- Extrait choisi:

========================================================================

FH : Je me rends d’abord à Jemeppe-sur-Sambre où j’aurai une première scène sur un podium. On m’a mis un veston et un nœud papillon. Le réalisateur Philippe Harel est très content et il me demande si je suis du métier. Je réponds que « oui », et il me dit « vous allez pouvoir nous aider ». C’est ainsi que j’ai amené sur le film divers coureurs comme Koen De Kocker, un cycliste flamand un peu atypique qui avait « une gueule » comme on dit et qui en 1996 a même tenté de battre le record du monde de l’heure à Manchester. J’ai amené aussi Frédéric Renson, Eddy Torrekens et aussi le regretté Victor Duchêne, de Gembloux, qui fut masseur de Merckx, Bracke ou Anglade à leur grande époque.

Il y a toute une kermesse reconstituée à Saint-Sauveur dans le Hainaut

FH : Oui, dans un village qui est traversé par plusieurs courses chaque année, dont le circuit Franco-Belge. Ce fut très amusant à tourner, l’ambiance était agréable et le contact avec les comédiens vedettes comme Daniel Ceccaldi ou José Garcia très facile.

Lors de la première du film, en ouverture du FIFF 2001 à Namur, vous vous êtes retrouvé à nouveau speaker…

FH : Oui, et ce jour-là j’étais de service sur une course à Comines. Je suis reparti au plus vite et quand je suis arrivé à Namur, je suis tombé sur Pino Cérami et Lucien Van Impe, qui venaient du même endroit que moi. Les gens du FIFF avaient organisé une course dans le centre de Namur et le podium se trouvait sur la place d’Armes. C’est ce soir-là qu’on a vu Poelvoorde faire « bonjour Fabienne » pendant le JT. Après la course, on m’a dit « vous pouvez aller voir le film à l’Eldorado avec les vedettes ou au Caméo avec les autres. Avec ma femme, on n’a pas hésité : on est allé le découvrir au Caméo ».

Les fans de vélo (et adeptes de Twitter) ont peut-être vu passer les tweets gentiment ironiques d’un certain Ghislain Lambert, qui affiche la bobine du Poelvoorde casqué du film. Nous l’avons démasqué, c’est Freddy Crépin, un cycliste amateur des Vosges.

 

L’Avenir.net : D’où est venu l’idée de ce compte twitter ?

FG : Parce que j’avais vu qu’il y avait quelques comptes fantaisistes où on pouvait se marrer doucement à propos du cyclisme. Et donc j’ai créé celui de Ghislain Lambert, un film que j’adore depuis que je l’ai vu au cinéma, à sa sortie. J’ai même un maillot Magicrème !

Qu’est-ce que vous lui trouviez au film ?

========================================================================

- Consigne écrite 1:
Répondez à ces questions d'après l'extrait choisi :
(a) Dans quelle ville Koen De Kocker a-t-il tenté de battre le record du monde de l'heure en 1996 ?
(b) À quelle occasion la première du film a-t-elle eu lieu ?
(c) De quelle région vient Freddy Crépin ?
- Consigne écrite 2:
Poursuivez l'extrait choisi sur le film et ses coulisses à partir de la dernière phrase.
Le matériel qui suit provient d'une autre source.

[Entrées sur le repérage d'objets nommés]

========================================================================

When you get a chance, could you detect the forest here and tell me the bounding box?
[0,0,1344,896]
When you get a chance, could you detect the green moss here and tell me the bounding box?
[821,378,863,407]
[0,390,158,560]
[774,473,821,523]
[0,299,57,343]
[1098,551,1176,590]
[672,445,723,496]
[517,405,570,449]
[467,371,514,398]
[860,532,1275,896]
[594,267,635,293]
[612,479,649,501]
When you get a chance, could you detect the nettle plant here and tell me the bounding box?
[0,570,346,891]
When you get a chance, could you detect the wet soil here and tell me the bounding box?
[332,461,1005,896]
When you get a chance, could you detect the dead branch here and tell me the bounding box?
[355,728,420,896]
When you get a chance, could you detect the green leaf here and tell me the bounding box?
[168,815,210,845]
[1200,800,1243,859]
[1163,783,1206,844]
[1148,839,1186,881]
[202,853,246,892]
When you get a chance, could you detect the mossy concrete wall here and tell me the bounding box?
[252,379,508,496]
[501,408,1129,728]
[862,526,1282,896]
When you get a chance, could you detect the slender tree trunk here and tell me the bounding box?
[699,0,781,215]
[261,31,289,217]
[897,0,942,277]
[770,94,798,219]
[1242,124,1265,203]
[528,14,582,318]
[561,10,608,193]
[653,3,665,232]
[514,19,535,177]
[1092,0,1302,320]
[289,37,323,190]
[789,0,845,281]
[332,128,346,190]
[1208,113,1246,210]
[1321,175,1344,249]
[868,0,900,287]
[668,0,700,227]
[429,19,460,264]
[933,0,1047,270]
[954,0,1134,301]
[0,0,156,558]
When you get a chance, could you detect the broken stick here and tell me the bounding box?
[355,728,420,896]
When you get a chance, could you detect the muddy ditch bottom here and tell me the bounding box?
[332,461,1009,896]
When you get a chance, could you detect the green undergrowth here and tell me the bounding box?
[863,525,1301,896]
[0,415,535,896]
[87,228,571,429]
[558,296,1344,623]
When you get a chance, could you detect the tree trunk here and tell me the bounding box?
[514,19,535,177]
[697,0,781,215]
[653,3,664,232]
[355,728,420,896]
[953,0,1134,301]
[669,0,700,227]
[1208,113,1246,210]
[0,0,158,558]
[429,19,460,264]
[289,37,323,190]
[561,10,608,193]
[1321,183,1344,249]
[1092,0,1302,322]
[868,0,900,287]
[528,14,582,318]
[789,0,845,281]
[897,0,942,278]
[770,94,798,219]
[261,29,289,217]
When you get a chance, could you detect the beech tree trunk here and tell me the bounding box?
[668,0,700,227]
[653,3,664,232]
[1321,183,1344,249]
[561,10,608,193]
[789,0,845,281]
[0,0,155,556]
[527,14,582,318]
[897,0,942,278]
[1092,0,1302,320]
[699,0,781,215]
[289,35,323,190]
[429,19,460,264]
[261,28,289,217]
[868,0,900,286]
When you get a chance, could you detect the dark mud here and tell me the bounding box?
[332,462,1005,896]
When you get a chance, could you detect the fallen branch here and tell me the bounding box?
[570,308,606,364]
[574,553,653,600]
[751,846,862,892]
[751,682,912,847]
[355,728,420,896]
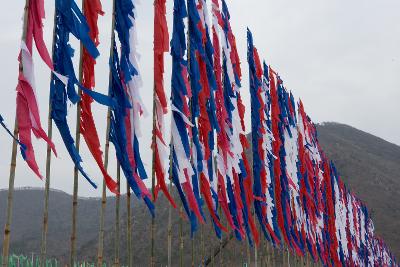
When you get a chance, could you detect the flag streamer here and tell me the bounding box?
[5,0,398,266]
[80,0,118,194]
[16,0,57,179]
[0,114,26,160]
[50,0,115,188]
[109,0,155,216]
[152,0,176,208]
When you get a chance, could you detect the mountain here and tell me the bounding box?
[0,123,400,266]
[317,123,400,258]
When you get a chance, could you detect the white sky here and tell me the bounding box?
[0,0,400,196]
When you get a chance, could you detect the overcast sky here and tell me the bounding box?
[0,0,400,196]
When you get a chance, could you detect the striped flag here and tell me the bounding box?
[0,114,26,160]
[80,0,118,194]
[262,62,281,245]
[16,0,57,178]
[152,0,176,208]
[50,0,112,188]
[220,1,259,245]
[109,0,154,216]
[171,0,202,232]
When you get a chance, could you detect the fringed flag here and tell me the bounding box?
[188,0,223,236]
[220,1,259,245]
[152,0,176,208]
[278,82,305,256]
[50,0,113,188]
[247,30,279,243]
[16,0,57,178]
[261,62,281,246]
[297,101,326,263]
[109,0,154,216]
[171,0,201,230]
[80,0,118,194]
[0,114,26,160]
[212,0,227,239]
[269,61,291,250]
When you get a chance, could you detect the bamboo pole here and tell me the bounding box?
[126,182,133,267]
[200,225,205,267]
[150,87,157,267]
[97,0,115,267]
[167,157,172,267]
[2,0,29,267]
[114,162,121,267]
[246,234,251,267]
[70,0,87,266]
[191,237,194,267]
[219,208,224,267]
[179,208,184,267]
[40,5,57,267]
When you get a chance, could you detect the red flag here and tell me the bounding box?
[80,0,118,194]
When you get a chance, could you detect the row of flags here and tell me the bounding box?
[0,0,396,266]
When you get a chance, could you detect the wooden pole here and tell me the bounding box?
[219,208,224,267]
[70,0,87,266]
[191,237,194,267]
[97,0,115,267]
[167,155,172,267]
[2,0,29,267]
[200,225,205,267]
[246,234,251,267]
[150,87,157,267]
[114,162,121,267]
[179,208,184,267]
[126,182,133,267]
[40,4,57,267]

========================================================================

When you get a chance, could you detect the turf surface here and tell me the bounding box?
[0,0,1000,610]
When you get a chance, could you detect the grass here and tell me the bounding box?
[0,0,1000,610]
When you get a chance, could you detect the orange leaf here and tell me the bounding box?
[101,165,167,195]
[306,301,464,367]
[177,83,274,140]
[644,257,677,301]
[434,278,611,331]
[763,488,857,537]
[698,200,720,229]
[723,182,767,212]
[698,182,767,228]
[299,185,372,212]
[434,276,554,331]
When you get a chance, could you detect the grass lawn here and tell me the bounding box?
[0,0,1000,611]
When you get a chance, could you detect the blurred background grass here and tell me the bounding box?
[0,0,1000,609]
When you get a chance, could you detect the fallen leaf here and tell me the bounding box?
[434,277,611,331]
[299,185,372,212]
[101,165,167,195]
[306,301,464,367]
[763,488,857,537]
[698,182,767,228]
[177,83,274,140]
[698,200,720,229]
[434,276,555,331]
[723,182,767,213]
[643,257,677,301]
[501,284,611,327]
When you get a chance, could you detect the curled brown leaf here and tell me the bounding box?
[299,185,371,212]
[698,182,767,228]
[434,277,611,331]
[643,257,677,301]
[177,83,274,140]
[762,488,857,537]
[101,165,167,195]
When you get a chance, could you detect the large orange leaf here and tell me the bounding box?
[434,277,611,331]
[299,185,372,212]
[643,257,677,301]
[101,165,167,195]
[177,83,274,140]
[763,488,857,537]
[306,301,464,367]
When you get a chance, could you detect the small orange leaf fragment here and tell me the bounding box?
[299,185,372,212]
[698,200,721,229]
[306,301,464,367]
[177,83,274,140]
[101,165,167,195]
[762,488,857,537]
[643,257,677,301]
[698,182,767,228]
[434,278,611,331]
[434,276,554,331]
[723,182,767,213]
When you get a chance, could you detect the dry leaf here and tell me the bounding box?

========================================================================

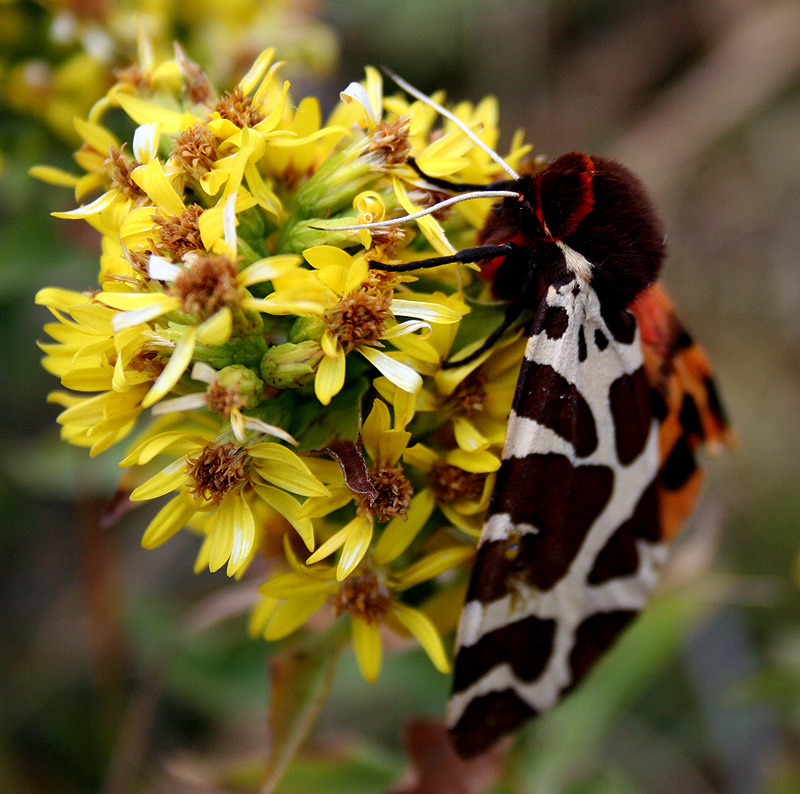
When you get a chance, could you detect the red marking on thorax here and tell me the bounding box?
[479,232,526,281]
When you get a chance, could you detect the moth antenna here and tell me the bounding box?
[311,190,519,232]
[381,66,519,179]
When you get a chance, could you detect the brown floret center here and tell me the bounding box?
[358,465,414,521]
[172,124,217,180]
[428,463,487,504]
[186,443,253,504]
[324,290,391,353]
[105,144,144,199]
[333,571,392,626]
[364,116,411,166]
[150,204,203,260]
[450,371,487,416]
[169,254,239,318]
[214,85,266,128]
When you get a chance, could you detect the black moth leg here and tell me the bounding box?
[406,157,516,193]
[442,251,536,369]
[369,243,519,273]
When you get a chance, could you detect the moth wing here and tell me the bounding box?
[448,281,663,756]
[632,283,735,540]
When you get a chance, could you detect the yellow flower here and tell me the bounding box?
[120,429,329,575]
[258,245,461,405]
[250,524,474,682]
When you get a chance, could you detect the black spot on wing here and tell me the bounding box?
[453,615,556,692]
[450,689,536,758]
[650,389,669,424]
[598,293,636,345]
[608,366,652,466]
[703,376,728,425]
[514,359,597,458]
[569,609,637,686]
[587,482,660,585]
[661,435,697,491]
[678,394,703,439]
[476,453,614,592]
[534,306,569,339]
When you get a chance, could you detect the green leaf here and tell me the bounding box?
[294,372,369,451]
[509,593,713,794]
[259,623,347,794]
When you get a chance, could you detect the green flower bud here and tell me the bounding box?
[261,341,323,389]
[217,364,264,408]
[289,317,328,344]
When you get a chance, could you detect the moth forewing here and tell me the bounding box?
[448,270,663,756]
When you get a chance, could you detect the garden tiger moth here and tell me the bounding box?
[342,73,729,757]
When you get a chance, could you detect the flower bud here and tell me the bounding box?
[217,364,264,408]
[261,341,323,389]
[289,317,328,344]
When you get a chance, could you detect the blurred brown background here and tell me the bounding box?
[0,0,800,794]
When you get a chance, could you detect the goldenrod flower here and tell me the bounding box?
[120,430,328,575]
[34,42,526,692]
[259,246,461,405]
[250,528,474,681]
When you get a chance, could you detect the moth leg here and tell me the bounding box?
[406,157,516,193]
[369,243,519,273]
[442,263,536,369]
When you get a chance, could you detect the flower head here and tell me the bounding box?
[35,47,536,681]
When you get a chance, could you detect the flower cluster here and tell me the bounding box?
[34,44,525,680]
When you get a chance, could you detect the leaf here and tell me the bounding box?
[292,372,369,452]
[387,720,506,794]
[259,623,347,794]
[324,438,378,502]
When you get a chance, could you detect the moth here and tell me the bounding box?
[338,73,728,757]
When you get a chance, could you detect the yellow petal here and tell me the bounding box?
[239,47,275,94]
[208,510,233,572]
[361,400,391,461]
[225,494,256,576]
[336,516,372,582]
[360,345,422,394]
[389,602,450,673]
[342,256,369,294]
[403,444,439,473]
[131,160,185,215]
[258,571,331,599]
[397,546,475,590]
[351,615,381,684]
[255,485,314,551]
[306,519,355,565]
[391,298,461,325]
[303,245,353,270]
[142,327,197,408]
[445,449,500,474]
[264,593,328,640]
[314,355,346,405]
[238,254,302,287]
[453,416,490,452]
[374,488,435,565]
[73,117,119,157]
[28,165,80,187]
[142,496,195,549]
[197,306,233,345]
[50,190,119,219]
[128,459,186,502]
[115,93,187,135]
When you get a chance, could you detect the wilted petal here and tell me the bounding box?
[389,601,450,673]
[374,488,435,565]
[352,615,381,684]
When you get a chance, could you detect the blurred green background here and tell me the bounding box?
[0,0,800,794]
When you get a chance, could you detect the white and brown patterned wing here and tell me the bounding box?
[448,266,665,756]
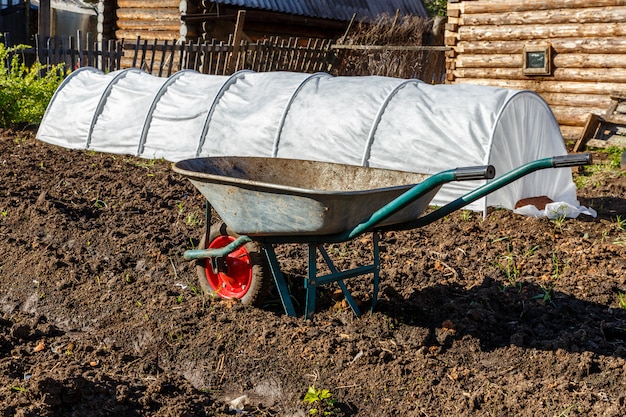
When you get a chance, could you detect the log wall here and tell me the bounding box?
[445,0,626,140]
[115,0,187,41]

========================================================================

- Réponse attendue 1:
(a) À Manchester.
(b) En ouverture du FIFF 2001 à Namur.
(c) Des Vosges.

- Réponse attendue 2:
FG : Je trouve que c’est le meilleur film qui existe dans sa façon de montrer le cyclisme. J’en ai vu d’autres genre « La grande boucle » mais c’était beaucoup moins touchant et crédible. La bonne idée est d’être parti d’un petit coureur, pas un champion qui va gagner cinq tours de France. Cela donne un point de vue plus humain et plus attachant. Et puis il y a toute une restitution de l’esprit des kermesses et de la passion du vélo qui est soignée et réussie. Ce n’est pas un film qui a été un grand succès, mais il a séduit tous les passionnés de vélo. D’ailleurs sur les courses, on entend crier « vas-y Ghislain Lambert » à ceux qui sont à la peine. Je l’ai montré à mes enfants et ils ont adoré.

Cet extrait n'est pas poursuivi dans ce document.